Microscopia eletrônica de varredura mostra a ligação da bactéria Salmonella typhimurium (setas menores), às células da levedura Saccharomyces cerevisae linhagem UFMG 905 (setas maiores), isolada da fermentação da cachaça. Ao fundo, as células do epitélio intestinal humano. A afinidade entre a levedura e a bactéria evita que esta se ligue ao epitélio intestinal.

“Observamos que a levedura protege as células humanas contra a ação nociva da bactéria e secreta substâncias antiinflamatórias que reduzem os danos causados por ela”, explica o biólogo Flaviano Martins. “Além disso, ela possui a capacidade de atrair a Salmonella, fazendo com que a bactéria se ligue à superfície da levedura, e não ao epitélio intestinal”.

Nos experimentos com os animais, o grupo de Martins mostrou que a linhagem em questão da levedura provocou um aumento na produção de anticorpos e na capacidade de eliminação da bactéria pelo sistema imunológico, ajudando a combater infecções causadas por ela. “Constatamos ainda que essa S. cerevisiae, após atravessar ilesa todo o trato digestivo, é capaz de impedir que a Salmonella se ligue às células intestinais”.

O biólogo lembra que algumas linhagens de Saccharomyces cerevisiae podem ser consideradas um probiótico graças a sua ação benéfica no organismo. “De acordo com a Organização Mundial de Saúde (OMS), um probiótico é um microrganismo vivo que, ingerido em quantidades suficientes, oferece benefícios à saúde do hospedeiro”, esclarece. 

Martins conta que há vários exemplos de probióticos em produtos alimentícios, como iogurtes e leites fermentados, e em medicamentos, como a levedura Saccharomyces boulardii, utilizada na prevenção e no tratamento de diarréias causadas por bactérias como a Escherichia coli enterotoxigênica, conhecida por causar a chamada diarréia dos viajantes.

Experimentos comprovaram que a S. boulardii é, também, muito eficaz no combate à diarréia causada pela bactéria Clostridium difficile, responsável pela colite pseudomembranosa. Porém, essa levedura, além de ser a única utilizada para esse fim, já foi patenteada por uma indústria farmacêutica francesa.

A levedura adequada
O trabalho de Martins foi iniciado em 2002, sob a coordenação de Jacques Nicoli, professor da UFMG, e tinha como objetivo buscar outras leveduras da mesma família da Saccharomyces boulardii, capazes de serem usadas como probióticos no combate a bactérias envolvidas em infecções intestinais. Para tal, ele recorreu ao Laboratório de Ecologia e Biotecnologia de Leveduras da UFMG, que mantém um banco com mais de cinco mil espécimes de leveduras catalogadas.

Dentre essas, foram escolhidas leveduras presentes em ambientes como a mata atlântica, em alimentos (frutas e queijos) e em processos industriais, a exemplo da produção de cachaça. “A partir daí, iniciamos testes em camundongos para avaliar a capacidade dos microrganismos de resistir às adversidades do trato digestivo, como a acidez do estômago, o elevador teor tóxico da bile e a competição com outros microrganismos presentes no ambiente intestinal”, conta o biólogo.

◇ ◇ ◇

* _Instrução de trabalho 1_: Liste todas as espécies de bactéria citadas pelo nome no texto sobre a levedura da cachaça.
* _Instrução de trabalho 2_: Redigite o trecho do texto sobre a levedura da cachaça que começa com as palavras que contêm "Dentre essas, foram" e termina com "conta o biólogo.".
* _Instrução de trabalho 3_:
Indique se cada afirmação abaixo está de acordo com o texto sobre a levedura da cachaça. Responda sim ou não e cite as palavras do texto que decidem a questão.
(a) O trabalho de Martins começou em 2002.
(b) O banco do Laboratório de Ecologia e Biotecnologia de Leveduras da UFMG guarda menos de mil espécimes de leveduras.
(c) A Saccharomyces boulardii foi patenteada por uma indústria farmacêutica alemã.

◇ ◇ ◇

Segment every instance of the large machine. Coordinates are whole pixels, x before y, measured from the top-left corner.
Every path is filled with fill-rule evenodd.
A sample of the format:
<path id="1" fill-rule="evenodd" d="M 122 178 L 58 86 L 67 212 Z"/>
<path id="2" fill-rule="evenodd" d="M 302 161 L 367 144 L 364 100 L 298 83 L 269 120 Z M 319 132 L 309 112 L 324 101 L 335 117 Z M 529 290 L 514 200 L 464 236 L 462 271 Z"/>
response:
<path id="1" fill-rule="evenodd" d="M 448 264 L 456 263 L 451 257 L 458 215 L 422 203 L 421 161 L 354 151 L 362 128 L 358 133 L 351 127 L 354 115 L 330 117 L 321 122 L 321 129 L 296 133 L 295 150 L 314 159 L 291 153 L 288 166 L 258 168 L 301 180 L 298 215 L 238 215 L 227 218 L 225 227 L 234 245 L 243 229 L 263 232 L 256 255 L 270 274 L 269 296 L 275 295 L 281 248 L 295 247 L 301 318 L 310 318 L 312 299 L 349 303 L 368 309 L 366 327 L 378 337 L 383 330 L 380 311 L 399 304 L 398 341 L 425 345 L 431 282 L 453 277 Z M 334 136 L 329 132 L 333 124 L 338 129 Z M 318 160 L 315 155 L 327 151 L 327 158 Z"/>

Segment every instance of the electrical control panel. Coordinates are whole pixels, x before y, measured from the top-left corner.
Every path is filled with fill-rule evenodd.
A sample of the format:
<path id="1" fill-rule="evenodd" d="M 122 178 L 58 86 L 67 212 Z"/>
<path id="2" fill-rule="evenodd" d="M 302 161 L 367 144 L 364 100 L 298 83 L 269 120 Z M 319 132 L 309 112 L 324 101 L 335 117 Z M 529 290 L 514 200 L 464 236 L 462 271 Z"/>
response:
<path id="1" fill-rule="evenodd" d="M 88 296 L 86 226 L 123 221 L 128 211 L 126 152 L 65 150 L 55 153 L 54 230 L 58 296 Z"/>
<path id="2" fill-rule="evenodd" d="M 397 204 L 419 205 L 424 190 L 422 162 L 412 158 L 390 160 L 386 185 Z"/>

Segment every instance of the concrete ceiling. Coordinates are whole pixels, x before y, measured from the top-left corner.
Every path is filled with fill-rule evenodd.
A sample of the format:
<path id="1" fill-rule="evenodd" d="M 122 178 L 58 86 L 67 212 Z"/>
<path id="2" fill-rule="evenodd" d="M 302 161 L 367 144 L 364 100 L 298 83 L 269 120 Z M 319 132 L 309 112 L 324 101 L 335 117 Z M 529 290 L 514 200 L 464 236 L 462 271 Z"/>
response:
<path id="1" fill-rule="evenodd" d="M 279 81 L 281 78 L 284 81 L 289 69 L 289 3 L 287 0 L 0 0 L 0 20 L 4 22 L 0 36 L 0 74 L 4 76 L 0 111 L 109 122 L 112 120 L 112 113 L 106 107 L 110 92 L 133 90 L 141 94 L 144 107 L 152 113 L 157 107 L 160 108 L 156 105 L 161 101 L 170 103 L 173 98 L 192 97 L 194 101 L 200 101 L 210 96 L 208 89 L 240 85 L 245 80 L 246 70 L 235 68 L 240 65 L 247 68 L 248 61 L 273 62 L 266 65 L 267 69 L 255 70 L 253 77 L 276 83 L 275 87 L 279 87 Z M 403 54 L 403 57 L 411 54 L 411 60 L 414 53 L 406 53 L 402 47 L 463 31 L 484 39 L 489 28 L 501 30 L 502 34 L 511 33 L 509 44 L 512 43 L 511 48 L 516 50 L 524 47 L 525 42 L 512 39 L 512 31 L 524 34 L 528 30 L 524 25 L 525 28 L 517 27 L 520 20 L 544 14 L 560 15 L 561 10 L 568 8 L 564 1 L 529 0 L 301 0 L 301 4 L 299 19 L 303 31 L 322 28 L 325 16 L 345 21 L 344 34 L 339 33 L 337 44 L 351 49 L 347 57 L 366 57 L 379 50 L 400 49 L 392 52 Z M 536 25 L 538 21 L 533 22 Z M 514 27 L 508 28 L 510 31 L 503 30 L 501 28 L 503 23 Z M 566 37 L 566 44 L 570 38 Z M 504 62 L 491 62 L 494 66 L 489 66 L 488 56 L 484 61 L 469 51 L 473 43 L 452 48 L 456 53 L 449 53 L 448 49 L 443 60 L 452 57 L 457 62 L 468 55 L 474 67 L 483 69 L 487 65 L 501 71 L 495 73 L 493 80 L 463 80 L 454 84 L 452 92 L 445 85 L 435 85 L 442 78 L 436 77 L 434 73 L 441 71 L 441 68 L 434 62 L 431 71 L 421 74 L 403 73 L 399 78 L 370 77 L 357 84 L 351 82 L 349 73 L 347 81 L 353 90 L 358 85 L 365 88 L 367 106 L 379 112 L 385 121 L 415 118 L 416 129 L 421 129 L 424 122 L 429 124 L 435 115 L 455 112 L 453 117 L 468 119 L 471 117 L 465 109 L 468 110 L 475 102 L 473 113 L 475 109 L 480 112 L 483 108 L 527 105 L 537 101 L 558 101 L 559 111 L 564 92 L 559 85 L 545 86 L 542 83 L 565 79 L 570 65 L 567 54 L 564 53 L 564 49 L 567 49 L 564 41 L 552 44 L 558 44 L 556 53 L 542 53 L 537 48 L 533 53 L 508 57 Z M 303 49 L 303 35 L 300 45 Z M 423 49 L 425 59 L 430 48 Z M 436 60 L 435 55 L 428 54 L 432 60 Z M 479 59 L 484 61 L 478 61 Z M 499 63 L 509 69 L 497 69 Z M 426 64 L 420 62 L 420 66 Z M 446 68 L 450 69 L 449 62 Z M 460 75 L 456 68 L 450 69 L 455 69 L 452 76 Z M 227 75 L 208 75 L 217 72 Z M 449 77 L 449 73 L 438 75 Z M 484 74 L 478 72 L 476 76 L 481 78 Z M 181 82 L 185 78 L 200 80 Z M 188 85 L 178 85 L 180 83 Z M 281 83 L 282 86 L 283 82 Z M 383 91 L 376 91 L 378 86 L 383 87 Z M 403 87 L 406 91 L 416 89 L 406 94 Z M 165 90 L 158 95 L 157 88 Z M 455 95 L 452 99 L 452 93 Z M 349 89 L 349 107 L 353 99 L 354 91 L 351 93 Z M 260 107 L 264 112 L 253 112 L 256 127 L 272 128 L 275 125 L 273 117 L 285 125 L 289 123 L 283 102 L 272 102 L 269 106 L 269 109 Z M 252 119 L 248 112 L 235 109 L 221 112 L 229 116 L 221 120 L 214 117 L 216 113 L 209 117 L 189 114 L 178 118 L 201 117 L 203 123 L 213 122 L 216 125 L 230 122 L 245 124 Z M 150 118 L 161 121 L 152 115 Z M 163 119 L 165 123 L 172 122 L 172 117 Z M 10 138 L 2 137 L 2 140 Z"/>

◇ ◇ ◇

* _Resultado do exercício 1_: Salmonella typhimurium; Escherichia coli enterotoxigênica; Clostridium difficile

* _Resultado do exercício 2_:
Dentre essas, foram escolhidas leveduras presentes em ambientes como a mata atlântica, em alimentos (frutas e queijos) e em processos industriais, a exemplo da produção de cachaça. “A partir daí, iniciamos testes em camundongos para avaliar a capacidade dos microrganismos de resistir às adversidades do trato digestivo, como a acidez do estômago, o elevador teor tóxico da bile e a competição com outros microrganismos presentes no ambiente intestinal”, conta o biólogo.

* _Resultado do exercício 3_:
(a) Sim: "O trabalho de Martins foi iniciado em 2002"
(b) Não: "mantém um banco com mais de cinco mil espécimes de leveduras catalogadas"
(c) Não: "já foi patenteada por uma indústria farmacêutica francesa"